SOURCE PASSAGE:
○ ○ ○ ○ ○ ○ ○
Expertise confusion. Positional knowledge does not confer general expertise. A patient's lived experience with a disease is real and important, but it does not make them an authority on treatment protocols across populations. A soldier who served in a war can speak to their own experience; they cannot necessarily speak for the experience of all soldiers, or assess the strategic dimensions of the conflict. Conflating personal position with broader authority is a common and consequential error.
The "I was there" trump card. In online debate, "I was there" is often deployed not as evidence to be weighed but as a conversation-ending trump card. The implication is that anyone who wasn't physically present has nothing valid to contribute. This can be a form of epistemological gatekeeping — using the argument from position to know to shut down inquiry rather than advance it. Compare ad hominem attacks that attempt to discredit opponents rather than engage their arguments: "I was there" can function as a reverse ad hominem, immunising one's own testimony from scrutiny.
Motivated perception. What we observe is always filtered through what we expect, want, and fear. Confirmation bias affects not just what we remember but what we notice in the first place. Two people present at the same event may come away with radically different accounts — not because one is lying, but because they were attending to different things, processed them through different frameworks, and reconstructed different memories afterward. See also: confirmation bias.
○ ○ ○ ○ ○ ○ ○
Natural language descriptions of regions:
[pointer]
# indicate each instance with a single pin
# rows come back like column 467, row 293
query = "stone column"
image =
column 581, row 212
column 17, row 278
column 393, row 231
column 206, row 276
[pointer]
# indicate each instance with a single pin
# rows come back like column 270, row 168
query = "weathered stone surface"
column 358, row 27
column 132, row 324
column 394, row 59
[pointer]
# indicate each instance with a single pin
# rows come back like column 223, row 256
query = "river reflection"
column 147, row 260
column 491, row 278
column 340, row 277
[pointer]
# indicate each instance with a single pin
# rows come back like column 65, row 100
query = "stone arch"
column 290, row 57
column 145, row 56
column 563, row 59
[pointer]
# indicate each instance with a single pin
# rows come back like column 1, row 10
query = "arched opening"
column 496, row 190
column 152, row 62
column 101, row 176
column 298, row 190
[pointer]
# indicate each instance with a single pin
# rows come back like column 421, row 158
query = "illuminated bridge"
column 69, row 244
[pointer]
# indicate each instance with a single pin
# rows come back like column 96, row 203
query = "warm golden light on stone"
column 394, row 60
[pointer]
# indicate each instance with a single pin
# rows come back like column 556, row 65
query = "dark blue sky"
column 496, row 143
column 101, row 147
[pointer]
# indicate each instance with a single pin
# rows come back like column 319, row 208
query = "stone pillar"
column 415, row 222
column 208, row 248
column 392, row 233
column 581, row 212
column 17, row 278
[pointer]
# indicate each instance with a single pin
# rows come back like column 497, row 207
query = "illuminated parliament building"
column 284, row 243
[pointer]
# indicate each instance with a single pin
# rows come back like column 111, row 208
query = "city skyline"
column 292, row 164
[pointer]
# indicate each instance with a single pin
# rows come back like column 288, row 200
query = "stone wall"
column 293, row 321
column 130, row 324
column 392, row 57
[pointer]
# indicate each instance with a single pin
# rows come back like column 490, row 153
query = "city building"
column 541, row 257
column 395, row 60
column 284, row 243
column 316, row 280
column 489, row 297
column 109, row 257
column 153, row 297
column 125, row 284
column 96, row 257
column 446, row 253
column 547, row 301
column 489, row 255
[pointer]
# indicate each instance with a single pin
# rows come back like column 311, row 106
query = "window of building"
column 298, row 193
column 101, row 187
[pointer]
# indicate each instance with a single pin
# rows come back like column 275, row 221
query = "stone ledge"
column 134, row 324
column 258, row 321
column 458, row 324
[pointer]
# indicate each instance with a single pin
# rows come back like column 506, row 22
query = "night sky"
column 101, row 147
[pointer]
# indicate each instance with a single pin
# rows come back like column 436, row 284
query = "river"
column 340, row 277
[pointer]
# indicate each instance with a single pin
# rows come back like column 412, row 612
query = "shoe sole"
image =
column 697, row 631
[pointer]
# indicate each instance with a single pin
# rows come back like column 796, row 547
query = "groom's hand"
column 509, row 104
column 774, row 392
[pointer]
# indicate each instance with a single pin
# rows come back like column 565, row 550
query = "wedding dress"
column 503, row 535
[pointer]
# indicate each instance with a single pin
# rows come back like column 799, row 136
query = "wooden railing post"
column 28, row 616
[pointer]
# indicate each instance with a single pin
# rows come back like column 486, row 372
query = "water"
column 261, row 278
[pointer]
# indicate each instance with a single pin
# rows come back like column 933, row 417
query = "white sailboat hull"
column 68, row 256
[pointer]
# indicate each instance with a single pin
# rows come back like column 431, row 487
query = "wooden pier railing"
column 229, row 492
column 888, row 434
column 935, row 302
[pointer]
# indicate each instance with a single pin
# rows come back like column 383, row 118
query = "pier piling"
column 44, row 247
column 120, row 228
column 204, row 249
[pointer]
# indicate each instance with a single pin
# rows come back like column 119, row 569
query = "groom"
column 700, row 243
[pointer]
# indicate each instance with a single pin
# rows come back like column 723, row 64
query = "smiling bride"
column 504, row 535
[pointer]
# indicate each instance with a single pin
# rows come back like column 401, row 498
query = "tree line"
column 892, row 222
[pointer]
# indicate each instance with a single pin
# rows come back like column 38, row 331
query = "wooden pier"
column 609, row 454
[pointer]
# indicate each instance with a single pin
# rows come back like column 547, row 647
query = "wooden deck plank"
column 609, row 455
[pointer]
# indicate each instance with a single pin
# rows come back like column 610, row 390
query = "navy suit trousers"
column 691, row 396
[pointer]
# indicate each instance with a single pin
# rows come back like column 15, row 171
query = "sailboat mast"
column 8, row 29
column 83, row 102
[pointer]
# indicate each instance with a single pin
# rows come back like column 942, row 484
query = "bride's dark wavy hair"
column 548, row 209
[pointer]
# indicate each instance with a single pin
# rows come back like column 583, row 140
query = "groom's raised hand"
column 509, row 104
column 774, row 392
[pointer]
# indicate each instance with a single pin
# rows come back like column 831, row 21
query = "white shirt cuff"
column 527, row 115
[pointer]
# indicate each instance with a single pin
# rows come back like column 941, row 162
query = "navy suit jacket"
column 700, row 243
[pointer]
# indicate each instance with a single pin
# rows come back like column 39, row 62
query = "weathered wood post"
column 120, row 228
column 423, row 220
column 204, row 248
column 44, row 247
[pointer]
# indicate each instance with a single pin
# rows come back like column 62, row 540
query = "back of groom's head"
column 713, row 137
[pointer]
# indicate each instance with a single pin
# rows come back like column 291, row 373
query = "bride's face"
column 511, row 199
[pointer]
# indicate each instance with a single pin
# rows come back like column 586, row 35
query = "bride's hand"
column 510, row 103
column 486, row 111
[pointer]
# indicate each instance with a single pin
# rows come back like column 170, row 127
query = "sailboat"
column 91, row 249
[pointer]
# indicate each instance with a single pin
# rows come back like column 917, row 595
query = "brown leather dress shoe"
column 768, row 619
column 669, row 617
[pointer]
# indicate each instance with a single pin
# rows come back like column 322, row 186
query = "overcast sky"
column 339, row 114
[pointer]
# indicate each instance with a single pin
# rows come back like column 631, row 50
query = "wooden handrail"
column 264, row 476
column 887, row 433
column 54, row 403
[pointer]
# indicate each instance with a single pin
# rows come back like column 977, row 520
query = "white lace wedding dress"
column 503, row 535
○ ○ ○ ○ ○ ○ ○
TASK REQUIREMENTS:
[1] Retype the part of the passage about testimony and position that opens with the words containing "Motivated perception. What" and closes with "also: confirmation bias.".
[2] In the passage about testimony and position, what does confirmation bias affect besides what we remember?
Rely only on the passage about testimony and position.

ANSWERS:
[1]
Motivated perception. What we observe is always filtered through what we expect, want, and fear. Confirmation bias affects not just what we remember but what we notice in the first place. Two people present at the same event may come away with radically different accounts — not because one is lying, but because they were attending to different things, processed them through different frameworks, and reconstructed different memories afterward. See also: confirmation bias.

[2] What we notice in the first place.